SHORT EXERCISE:
Continue the blog post on dialetheism and truth, beginning directly after its final sentence.

TEXT SECTION:
Thoughts on [at least] Two Truths & a Lie

There's a party game called Two Truths & a Lie; each person takes a turn & tells-- well, you can probably figure that part out-- and the others have to guess which is which. Perfect theme for this long post on dialethism and esotericism. (Long and somewhat disjointed; I'm posting it to keep track of a few intuitions which may or may not turn out to be well-founded.)

Amod's blog Love of All Wisdom is a blog after my own heart. Generous and rigorous, and catholic (small-'c' catholic) in interests. Recently Amod has been reading Graham Priest, whose thought also figured lately in a discussion over at Jon Cogburn's blog about skepticism and pantheism. Priest has made some interesting arguments for rehabilitating dialethism (the link is to the Stanford Encyclopedia of Philosophy article by Priest), which as the name suggests is a "two-truth" theory, or the notion that there can be true contradictions. Amod's recent post makes a distinction between Priest's version, which is largely a dialethism of signs (propositions are the sorts of things that can contradict each other), and a dialethism like that of Hegel, who, he argues, sees contradictions as inhering in reality, in "the things themselves." Amod traces (or at least, relates) this to a difference between seeing the sentence, or the thing, as the primary truth-bearer. As an instance of the latter, he offers Augustine, according to MacIntyre:

for Augustine it is in terms of the relationships neither of statements nor of minds that truth is to be primarily characterized and understood. “Veritas,” a noun naming a substance, is a more fundamental expression than “verum,” an attribute of things, and the truth or falsity of statements is a tertiary matter. To speak truly is to speak of things as they really and truly are; and things really and truly are in virtue only of their relationship to veritas. So where Aristotle locates truth in the relationship of the mind to its objects, Augustine locates it in the source of the relationship of finite objects to that truth which is God. (Three Rival Versions of Moral Inquiry, p. 110)

I have at least two responses to this citation. First is a desire to preemptively ward off an attack, which (I imagine) takes some such form as: "Truth as a noun, that's at least half the trouble." A comment from Alf is a fair example of what I have in mind here:

Yes, we are able to "show" that abstraction is possible--and yes, we do it by *using* abstractions.
Any time you use language at all, you make concepts out of a reality that isn't a concept at all (as Nietzsche enjoyed pointing out), but you easily *naturalize* this conception-making and mistake it for the real (a la Heidegger's "Age of the World Picture"). I see this approach as necessary to get along in the world (or indeed, to have any "world" as opposed to undifferentiated flux) at all! But it's a strategic fiction, a useful lie that we tell ourselves to give ourselves the comfort of predictability. We nominalize flows to think we grasp them. Our God is a noun--and I find that suspicious.

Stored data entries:
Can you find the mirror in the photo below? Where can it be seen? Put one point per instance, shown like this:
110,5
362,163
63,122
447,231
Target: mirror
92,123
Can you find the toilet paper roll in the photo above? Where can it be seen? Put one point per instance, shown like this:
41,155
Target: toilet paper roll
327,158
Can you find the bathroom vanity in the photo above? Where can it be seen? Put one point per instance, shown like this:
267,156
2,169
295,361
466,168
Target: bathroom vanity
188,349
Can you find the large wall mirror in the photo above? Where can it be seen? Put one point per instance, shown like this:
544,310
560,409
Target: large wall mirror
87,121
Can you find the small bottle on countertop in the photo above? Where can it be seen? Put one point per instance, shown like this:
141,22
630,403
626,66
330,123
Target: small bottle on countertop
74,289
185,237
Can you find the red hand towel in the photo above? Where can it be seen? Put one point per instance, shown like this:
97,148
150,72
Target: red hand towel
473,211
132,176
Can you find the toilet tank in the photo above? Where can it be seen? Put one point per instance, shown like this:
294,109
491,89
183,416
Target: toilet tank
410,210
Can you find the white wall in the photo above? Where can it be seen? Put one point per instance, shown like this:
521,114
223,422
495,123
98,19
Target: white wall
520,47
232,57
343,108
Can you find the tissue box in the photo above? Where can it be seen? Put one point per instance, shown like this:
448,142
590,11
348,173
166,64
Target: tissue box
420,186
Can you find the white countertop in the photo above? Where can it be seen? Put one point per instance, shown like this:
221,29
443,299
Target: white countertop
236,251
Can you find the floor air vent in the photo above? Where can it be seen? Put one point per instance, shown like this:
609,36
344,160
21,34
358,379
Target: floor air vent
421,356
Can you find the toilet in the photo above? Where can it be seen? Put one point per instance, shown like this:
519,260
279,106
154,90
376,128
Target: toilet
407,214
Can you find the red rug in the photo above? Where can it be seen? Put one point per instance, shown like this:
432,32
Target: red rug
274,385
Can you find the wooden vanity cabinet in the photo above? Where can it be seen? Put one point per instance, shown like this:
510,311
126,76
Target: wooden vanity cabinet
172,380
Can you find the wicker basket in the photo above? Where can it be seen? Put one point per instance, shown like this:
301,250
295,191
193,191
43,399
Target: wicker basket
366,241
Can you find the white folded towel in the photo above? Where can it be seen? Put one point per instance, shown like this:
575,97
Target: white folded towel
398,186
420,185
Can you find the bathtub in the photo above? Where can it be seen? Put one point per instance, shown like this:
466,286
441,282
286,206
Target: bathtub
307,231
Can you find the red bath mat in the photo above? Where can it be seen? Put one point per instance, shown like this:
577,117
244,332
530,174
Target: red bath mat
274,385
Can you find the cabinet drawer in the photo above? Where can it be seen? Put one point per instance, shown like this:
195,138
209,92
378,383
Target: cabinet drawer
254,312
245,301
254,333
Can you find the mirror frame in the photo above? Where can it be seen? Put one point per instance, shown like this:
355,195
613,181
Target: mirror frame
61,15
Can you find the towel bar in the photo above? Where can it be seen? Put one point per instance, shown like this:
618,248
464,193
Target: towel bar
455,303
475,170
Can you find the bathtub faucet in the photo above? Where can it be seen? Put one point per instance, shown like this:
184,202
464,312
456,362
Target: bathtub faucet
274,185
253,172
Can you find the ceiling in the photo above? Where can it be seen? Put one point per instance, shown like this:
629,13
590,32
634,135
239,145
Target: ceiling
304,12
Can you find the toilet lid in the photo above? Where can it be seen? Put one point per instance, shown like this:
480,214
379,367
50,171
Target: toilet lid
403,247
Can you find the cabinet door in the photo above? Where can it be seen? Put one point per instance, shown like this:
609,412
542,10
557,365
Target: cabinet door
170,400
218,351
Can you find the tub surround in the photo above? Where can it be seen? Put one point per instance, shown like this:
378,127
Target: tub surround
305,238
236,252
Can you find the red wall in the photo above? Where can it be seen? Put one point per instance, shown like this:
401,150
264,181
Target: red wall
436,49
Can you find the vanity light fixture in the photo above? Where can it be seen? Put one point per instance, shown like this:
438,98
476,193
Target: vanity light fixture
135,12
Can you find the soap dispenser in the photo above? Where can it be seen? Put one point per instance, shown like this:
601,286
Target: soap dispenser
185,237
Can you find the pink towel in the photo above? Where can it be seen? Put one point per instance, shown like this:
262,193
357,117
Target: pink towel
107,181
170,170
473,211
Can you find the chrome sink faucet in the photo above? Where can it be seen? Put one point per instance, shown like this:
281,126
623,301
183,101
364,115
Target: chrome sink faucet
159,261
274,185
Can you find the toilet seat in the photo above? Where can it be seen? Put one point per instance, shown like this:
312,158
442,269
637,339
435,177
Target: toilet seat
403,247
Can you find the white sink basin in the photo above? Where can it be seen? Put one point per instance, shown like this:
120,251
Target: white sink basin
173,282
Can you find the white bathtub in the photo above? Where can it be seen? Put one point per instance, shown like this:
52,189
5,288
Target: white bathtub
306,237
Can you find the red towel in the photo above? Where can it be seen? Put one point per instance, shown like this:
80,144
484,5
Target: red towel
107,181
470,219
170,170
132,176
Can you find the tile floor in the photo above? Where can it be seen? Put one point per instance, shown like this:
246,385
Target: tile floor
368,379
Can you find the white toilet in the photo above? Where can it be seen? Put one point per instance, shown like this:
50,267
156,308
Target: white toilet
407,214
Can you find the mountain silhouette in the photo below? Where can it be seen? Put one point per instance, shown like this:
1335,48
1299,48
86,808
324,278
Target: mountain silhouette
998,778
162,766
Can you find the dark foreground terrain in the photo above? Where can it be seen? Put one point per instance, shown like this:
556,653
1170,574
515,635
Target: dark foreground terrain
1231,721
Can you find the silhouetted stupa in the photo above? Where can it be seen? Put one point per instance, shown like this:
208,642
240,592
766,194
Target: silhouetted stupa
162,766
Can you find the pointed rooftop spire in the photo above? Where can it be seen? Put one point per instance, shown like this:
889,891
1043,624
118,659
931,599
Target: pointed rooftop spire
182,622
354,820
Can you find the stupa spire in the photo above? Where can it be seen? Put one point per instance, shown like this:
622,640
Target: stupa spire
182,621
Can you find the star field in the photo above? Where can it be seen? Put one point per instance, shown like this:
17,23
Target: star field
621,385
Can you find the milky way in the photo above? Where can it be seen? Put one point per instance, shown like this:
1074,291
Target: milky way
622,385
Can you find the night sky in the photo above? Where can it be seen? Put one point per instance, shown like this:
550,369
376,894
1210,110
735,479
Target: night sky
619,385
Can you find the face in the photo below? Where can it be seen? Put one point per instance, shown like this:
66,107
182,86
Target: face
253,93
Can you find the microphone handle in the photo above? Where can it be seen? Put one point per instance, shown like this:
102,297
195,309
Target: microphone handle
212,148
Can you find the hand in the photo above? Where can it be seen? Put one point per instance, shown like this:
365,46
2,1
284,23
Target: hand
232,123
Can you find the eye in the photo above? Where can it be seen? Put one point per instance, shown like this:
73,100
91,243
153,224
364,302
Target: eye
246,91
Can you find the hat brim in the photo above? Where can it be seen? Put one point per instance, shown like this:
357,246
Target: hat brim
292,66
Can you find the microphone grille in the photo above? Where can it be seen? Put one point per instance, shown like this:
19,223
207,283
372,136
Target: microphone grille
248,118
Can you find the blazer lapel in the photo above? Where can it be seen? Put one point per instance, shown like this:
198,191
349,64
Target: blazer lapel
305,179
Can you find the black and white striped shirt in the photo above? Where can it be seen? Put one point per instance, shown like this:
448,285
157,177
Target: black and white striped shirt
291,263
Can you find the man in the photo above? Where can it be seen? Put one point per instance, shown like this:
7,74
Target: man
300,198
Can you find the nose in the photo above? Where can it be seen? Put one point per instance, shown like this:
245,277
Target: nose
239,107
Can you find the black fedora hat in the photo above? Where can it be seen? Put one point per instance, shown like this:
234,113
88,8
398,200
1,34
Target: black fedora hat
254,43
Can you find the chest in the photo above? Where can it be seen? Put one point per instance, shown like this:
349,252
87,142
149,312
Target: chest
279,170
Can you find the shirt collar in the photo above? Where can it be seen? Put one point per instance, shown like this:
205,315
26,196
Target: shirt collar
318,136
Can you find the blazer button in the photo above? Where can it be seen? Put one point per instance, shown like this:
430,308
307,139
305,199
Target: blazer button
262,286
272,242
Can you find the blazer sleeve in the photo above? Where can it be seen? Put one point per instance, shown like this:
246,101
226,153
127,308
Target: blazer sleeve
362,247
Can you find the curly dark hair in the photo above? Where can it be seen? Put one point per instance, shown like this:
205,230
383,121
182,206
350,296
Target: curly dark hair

OUTPUT OF THE EXERCISE:
In the first half of this comment Alf is agreeing with me about the necessity of abstractions; in the second half, he's qualifying that agreement. Now Alf says "God," not "Truth;" but it's the suspicion of the noun that I want to analyze. Graham Harman blogged just yesterday:

much of contemporary philosophy is still too obsessed with the specter of the rock-hard, eternal substances of so-called “naive realism.” ....the intellectual establishment is now made up of millions of people who denounce essence and substance and praise difference and becoming.

(This in response to a fine post of Steve Shaviro's)

Now I am on record as being very sympathetic to a number of positions that are often yoked with emphasis on becoming and difference; the philosopher with whom I am most in resonance from the 20th century is Emmanuel Levinas, whose advocacy for difference could fairly be said to be hyperbolic. But Levinas is very different from Deleuze. In any case, I agree with Harman that an aversion to "naive realism" has a deleterious effect on thought. Nor is it just a matter of being in the in-crowd.

However (my second reaction), the sort of noun that MacIntyre means in characterizing Augustine's thought is not a noun like rock or fish, nor like crowd or explosion; nor even like substance or thought, though these are closer. Augustine's Veritas is that in which the true, i.e., real, thing, participates in. We might well demur from sharing this way of thinking, assuming we are confident of knowing what Augustine means. But I think we critique his meaning at our peril. As Alf writes, using the Wittgensteinian terms, we "show" that abstraction is possible by using abstractions. For Alf, I think (he'll correct me if I'm wrong) this is a necessity--one might almost say, a necessary evil. I see it as much more ontologically indicative. Wittgenstein suggests that it brings us close to a limit of what we can say, because language cannot model its own functioning from outside. I see this not as a mere epistemological limit, but an ontological feature of reality's self-disclosure. Priest also argues that there are limits to thought, but that there are ways of edging past them (e.g., "showing" not saying); and this seems to be where Amod goes as well.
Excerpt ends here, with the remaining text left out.